Material for this task:
"""

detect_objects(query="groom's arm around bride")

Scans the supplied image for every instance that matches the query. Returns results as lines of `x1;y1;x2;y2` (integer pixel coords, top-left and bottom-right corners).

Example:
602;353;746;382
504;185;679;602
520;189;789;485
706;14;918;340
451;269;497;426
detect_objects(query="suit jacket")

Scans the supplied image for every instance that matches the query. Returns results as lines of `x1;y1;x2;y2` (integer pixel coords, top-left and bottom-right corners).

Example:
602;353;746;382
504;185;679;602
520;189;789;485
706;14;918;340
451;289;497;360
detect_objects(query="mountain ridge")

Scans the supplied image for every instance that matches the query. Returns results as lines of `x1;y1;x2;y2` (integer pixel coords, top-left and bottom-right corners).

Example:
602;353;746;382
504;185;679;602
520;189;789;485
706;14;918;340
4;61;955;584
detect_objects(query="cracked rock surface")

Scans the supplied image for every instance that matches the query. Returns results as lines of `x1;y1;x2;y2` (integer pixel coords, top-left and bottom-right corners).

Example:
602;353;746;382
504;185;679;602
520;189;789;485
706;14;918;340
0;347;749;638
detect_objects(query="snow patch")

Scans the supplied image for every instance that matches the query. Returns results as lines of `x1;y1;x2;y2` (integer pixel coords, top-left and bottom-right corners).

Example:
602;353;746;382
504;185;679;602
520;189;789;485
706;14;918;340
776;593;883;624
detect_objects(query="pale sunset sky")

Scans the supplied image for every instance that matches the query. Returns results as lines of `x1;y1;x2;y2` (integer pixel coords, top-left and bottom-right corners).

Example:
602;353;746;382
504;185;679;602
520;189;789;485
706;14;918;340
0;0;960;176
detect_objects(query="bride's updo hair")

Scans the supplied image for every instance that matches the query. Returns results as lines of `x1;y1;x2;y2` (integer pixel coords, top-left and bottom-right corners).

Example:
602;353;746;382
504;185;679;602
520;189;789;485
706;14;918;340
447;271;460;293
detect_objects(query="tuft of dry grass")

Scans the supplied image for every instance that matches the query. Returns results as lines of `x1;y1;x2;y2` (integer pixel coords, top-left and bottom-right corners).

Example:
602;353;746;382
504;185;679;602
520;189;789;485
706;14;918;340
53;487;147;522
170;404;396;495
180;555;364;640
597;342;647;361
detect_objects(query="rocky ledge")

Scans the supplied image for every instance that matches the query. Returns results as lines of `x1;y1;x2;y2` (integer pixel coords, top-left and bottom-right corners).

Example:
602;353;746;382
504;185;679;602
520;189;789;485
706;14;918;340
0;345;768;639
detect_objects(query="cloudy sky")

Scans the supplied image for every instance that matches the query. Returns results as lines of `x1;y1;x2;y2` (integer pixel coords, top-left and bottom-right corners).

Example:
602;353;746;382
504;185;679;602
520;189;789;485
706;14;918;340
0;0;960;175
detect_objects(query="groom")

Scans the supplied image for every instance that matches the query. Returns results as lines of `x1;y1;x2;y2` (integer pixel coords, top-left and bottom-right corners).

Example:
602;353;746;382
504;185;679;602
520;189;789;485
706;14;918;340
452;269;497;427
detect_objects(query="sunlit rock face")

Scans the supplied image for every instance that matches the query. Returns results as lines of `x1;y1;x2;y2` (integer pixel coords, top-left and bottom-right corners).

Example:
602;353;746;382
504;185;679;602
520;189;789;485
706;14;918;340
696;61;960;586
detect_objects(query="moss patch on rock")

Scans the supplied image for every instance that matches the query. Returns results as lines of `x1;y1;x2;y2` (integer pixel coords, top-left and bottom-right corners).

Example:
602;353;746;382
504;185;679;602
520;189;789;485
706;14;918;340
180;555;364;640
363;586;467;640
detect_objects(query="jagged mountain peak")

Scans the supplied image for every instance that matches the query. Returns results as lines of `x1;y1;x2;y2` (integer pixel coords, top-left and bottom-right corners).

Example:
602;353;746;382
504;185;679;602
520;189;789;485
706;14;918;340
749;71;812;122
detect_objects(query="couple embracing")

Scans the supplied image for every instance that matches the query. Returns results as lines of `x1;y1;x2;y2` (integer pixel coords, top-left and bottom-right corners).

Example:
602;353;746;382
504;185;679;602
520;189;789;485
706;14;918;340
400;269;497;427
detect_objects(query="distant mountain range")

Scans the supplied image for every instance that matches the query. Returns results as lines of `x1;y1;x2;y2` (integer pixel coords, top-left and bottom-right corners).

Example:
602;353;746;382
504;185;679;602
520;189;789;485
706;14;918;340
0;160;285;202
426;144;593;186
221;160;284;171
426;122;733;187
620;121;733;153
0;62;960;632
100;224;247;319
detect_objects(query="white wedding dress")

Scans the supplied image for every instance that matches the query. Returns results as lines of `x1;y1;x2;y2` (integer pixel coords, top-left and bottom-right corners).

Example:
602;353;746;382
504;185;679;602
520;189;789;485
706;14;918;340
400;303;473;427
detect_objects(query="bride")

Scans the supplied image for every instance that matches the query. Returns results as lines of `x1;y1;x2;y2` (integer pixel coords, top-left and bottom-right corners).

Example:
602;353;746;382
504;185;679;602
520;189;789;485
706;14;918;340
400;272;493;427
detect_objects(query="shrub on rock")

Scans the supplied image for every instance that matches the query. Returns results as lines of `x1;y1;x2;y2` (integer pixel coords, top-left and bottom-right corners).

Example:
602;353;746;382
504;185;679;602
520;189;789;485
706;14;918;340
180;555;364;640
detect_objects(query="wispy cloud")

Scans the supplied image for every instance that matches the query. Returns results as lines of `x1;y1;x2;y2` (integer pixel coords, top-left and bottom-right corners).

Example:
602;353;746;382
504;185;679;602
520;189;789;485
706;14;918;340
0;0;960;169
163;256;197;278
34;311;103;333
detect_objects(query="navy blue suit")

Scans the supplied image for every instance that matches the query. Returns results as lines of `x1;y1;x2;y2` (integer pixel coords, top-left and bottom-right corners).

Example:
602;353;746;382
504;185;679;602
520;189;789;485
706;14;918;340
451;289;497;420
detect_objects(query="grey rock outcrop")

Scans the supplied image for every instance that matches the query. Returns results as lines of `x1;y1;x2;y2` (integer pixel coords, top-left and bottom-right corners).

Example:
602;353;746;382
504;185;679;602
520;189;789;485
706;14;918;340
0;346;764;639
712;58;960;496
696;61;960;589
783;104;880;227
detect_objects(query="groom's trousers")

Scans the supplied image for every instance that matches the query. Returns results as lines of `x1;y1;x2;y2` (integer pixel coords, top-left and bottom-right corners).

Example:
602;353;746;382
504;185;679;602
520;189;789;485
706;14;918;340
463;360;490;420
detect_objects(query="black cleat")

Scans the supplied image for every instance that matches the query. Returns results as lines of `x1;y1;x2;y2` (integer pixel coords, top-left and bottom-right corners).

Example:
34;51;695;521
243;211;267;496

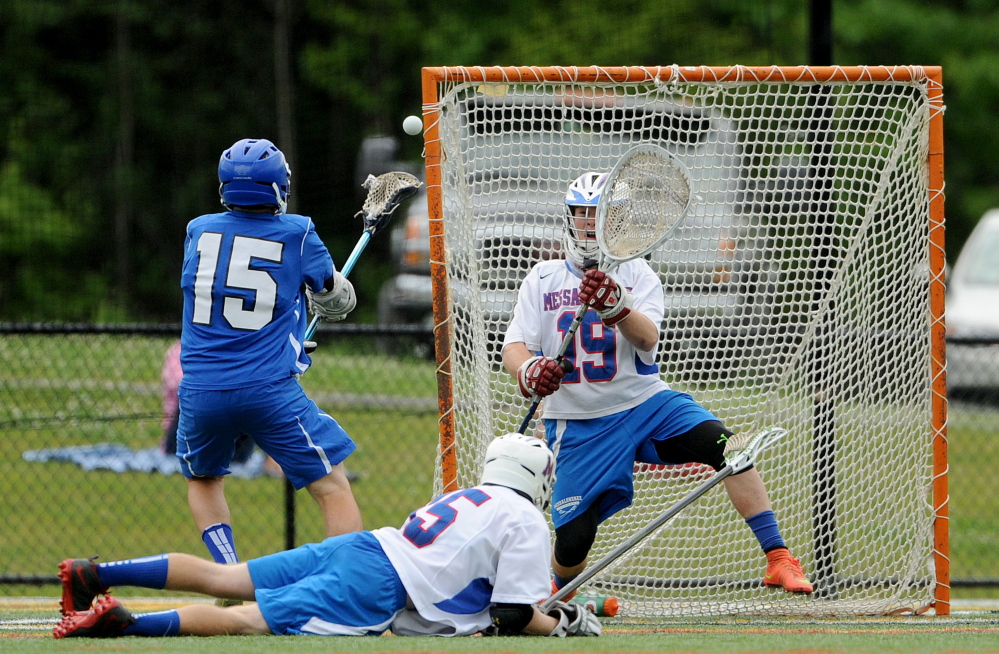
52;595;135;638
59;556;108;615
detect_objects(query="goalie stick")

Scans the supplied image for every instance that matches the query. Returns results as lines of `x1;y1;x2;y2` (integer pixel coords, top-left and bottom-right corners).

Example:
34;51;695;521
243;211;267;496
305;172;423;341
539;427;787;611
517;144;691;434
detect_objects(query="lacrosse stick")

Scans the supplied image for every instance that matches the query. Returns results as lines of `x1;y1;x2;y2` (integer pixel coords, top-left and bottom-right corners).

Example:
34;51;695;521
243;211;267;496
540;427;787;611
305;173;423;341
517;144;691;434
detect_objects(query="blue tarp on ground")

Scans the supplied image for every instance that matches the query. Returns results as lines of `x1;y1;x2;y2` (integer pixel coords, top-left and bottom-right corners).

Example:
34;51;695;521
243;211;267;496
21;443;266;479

"""

Stated task:
Rewrite all of the records as a JSON list of strings, with one string for each line and no blank lines. Leave the pictures out of your answer.

Result of this task:
[
  "detect_objects(query=\"groom's arm around bride\")",
  "Scans the supplied image for every instance that matches the query. Returns results as lines of `x1;y1;x2;y2` (integer pixel coords, top-left and bottom-right corners).",
  "Example:",
  "602;353;746;382",
  "504;185;679;602",
  "520;189;789;485",
  "706;14;918;340",
  "451;269;497;426",
  "detect_objects(query=\"suit jacket\")",
  "Scans the supplied image for every instance that matches the query. Returns results as lines of `x1;y1;x2;y2` (integer pixel coords, top-left and bottom-right corners).",
  "Example:",
  "602;353;746;382",
  "504;185;679;602",
  "520;189;789;485",
  "706;14;918;340",
  "451;289;497;360",
  "detect_objects(query=\"mountain ridge\")",
  "Scans the supplied image for every instance that matches the query. Returns results as lines of `x1;y1;x2;y2` (integer pixel coords, top-left and bottom-right corners).",
  "Example:",
  "602;353;746;382",
  "504;185;679;602",
  "520;189;789;485",
  "706;14;918;340",
  "4;61;955;584",
  "detect_objects(query=\"cracked rock surface\")",
  "Scans the supplied image for every instance that matches the query. Returns results as lines of `x1;y1;x2;y2` (integer pixel coords, top-left and bottom-right corners).",
  "Example:",
  "602;353;746;382",
  "504;185;679;602",
  "520;189;789;485",
  "706;14;918;340",
  "0;347;749;638",
  "detect_objects(query=\"snow patch\")",
  "Scans the supplied image for every instance that matches the query. Returns results as lines of `x1;y1;x2;y2` (integer pixel coords, top-left and bottom-right corners).",
  "Example:",
  "602;353;746;382",
  "504;185;679;602",
  "520;189;789;485",
  "706;14;918;340",
  "776;593;883;624",
  "detect_objects(query=\"pale sunset sky\")",
  "Scans the supplied image for every instance that matches the query. Returns results as lines of `x1;y1;x2;y2` (integer pixel coords, top-left and bottom-right corners).",
  "Example:",
  "602;353;746;382",
  "504;185;679;602",
  "520;189;789;485",
  "706;14;918;340",
  "0;0;960;176",
  "detect_objects(query=\"bride's updo hair\")",
  "Scans the supplied image for every instance that matches the query. Returns results as lines of `x1;y1;x2;y2` (integer pixel coords, top-left and bottom-right corners).",
  "Example:",
  "602;353;746;382",
  "504;185;679;602",
  "520;189;789;485",
  "706;14;918;340",
  "447;271;460;293",
  "detect_objects(query=\"tuft of dry grass\")",
  "Scans the supplied image for every instance that matches the query. Returns results as lines of `x1;y1;x2;y2` (integer pixel coords, top-left and bottom-right corners).",
  "Example:",
  "602;353;746;382",
  "504;185;679;602",
  "520;189;789;485",
  "706;14;918;340",
  "53;487;147;522",
  "170;404;396;495",
  "180;555;364;640",
  "597;342;647;361",
  "detect_objects(query=\"rocky ledge\")",
  "Scans the supplied image for every instance that matches the query. Returns results as lines of `x1;y1;x2;y2` (integer pixel coords, top-left and bottom-right corners).",
  "Example:",
  "602;353;746;382",
  "504;185;679;602",
  "520;189;789;485",
  "706;14;918;340",
  "0;345;768;639",
  "detect_objects(query=\"cloudy sky\")",
  "Scans the supplied image for every instance that matches the query. Returns results as lines of `x1;y1;x2;y2` (integer pixel coords, top-left and bottom-right corners).",
  "Example:",
  "602;353;746;382",
  "504;185;679;602",
  "520;189;789;485",
  "706;14;918;340",
  "0;0;960;175",
  "detect_objects(query=\"groom\")",
  "Scans the supplied image for every instance that matches the query. Returns results as lines of `x1;y1;x2;y2` (integer pixel coords, top-left and bottom-right corners).",
  "Example:",
  "602;353;746;382",
  "504;185;679;602",
  "520;189;789;485",
  "706;14;918;340",
  "452;269;497;427",
  "detect_objects(query=\"sunlit rock face\")",
  "Scans the supplied image for every instance that matches the query. Returns results as lines of `x1;y1;x2;y2` (integer pixel coords, top-left and bottom-right corners).",
  "Example:",
  "602;353;746;382",
  "504;185;679;602",
  "520;189;789;485",
  "706;14;918;340",
  "696;61;960;586",
  "detect_objects(query=\"moss patch on rock\")",
  "Scans the supplied image for every instance that matches the query. Returns results as lines of `x1;y1;x2;y2` (integer pixel coords, top-left and bottom-right corners).",
  "Example:",
  "602;353;746;382",
  "504;185;679;602",
  "520;189;789;485",
  "706;14;918;340",
  "180;555;364;640",
  "363;586;467;640",
  "detect_objects(query=\"jagged mountain peak\")",
  "Scans the supplied image for every instance that matches the query. Returns results as lines of `x1;y1;x2;y2` (integer pixel coords, top-left and bottom-right corners).",
  "Example:",
  "602;353;746;382",
  "504;185;679;602",
  "520;189;789;485",
  "706;14;918;340",
  "749;71;812;122",
  "detect_objects(query=\"couple embracing\")",
  "Scans the supplied image for every instance that matches the query. Returns results as lines of `x1;y1;x2;y2` (integer pixel coords, top-left and bottom-right corners).",
  "Example:",
  "602;353;746;382",
  "504;185;679;602",
  "520;189;789;485",
  "706;14;918;340",
  "400;269;497;427",
  "detect_objects(query=\"distant mountain range\")",
  "Scans the supplied image for every instance that matches the query. Returns results as lines of `x1;y1;x2;y2` (integer pixel coords, top-left and bottom-right corners).",
  "Example:",
  "602;353;746;382",
  "504;185;679;602",
  "520;189;789;485",
  "706;14;918;340",
  "0;160;285;202",
  "426;144;593;186",
  "221;160;284;171",
  "426;122;733;187",
  "620;121;733;153",
  "0;62;960;632",
  "100;224;247;319",
  "detect_objects(query=\"white wedding dress\")",
  "Scans the supplied image for every instance that matches the query. Returns results as lines of `x1;y1;x2;y2` (integer pixel coords, top-left and bottom-right corners).",
  "Example:",
  "602;353;746;382",
  "504;185;679;602",
  "520;189;789;485",
  "706;14;918;340",
  "400;303;473;427",
  "detect_objects(query=\"bride\")",
  "Scans the supplied image for every instance that matches the query. Returns results as lines of `x1;y1;x2;y2` (integer pixel coords, top-left and bottom-right corners).",
  "Example:",
  "602;353;746;382",
  "504;185;679;602",
  "520;189;789;485",
  "706;14;918;340",
  "400;272;493;427",
  "detect_objects(query=\"shrub on rock\")",
  "Scans the supplied image for every instance that matches the query. Returns results as lines of `x1;y1;x2;y2` (integer pixel coords, top-left and bottom-right corners).",
  "Example:",
  "602;353;746;382",
  "504;185;679;602",
  "520;189;789;485",
  "706;14;918;340",
  "180;555;364;640",
  "detect_objects(query=\"wispy cloud\")",
  "Scans the supplied image for every instance that matches the query. Returns results as lines of `x1;y1;x2;y2` (integer pixel coords, top-left and bottom-right corners).",
  "Example:",
  "602;353;746;382",
  "504;185;679;602",
  "520;189;789;485",
  "706;14;918;340",
  "0;0;960;169",
  "163;256;197;278",
  "34;311;103;333",
  "detect_objects(query=\"navy blue suit\")",
  "Scans the supplied image for every instance that matches the query. Returns results as lines of `x1;y1;x2;y2` (integer pixel coords, top-left and bottom-right corners).",
  "Example:",
  "602;353;746;382",
  "504;185;679;602",
  "520;189;789;485",
  "706;14;918;340",
  "451;289;497;420",
  "detect_objects(query=\"grey rock outcrop\")",
  "Scans the supplied image for every instance that matches the query. Returns results as lines of `x1;y1;x2;y2` (integer pixel coords, top-left and bottom-right corners).",
  "Example:",
  "602;353;746;382",
  "504;185;679;602",
  "520;189;789;485",
  "706;14;918;340",
  "0;346;764;639",
  "712;58;960;496",
  "696;61;960;589",
  "783;104;880;227",
  "detect_objects(query=\"groom's trousers\")",
  "Scans the supplied image for every instance that matches the query. Returns results as lines of `x1;y1;x2;y2` (integer pixel coords, top-left and bottom-right corners).",
  "Example:",
  "602;353;746;382",
  "504;185;679;602",
  "520;189;789;485",
  "706;14;918;340",
  "463;360;490;420",
  "detect_objects(query=\"black cleat\")",
  "Scans the supplied image for every instance that matches the query. Returns results as lines of `x1;y1;x2;y2` (integer pixel coords, top-left and bottom-right corners).",
  "Example:",
  "34;51;695;521",
  "243;211;267;496",
  "52;595;135;638",
  "59;556;108;615",
  "detect_objects(query=\"goalie stick\")",
  "Scans the supplied image for every instance that matches the query. Returns results as lines of `x1;y1;x2;y2` (integer pixel coords, top-left and bottom-right corners).",
  "Example:",
  "34;51;695;521",
  "243;211;267;496",
  "305;172;423;341",
  "539;427;787;611",
  "517;144;691;434",
  "detect_objects(query=\"lacrosse stick\")",
  "Scans the supplied image for every instance that matches the query. Returns results as lines of `x1;y1;x2;y2` (integer pixel coords, top-left and bottom-right corners).",
  "Example:",
  "34;51;695;521",
  "243;211;267;496",
  "540;427;787;611",
  "305;173;423;341",
  "517;144;691;434",
  "detect_objects(query=\"blue tarp on ground\")",
  "Scans the supplied image for every instance that matches the query. Returns results as lines of `x1;y1;x2;y2` (integer pixel coords, top-left and bottom-right corners).",
  "Example:",
  "34;51;695;521",
  "243;211;267;496",
  "21;443;266;479"
]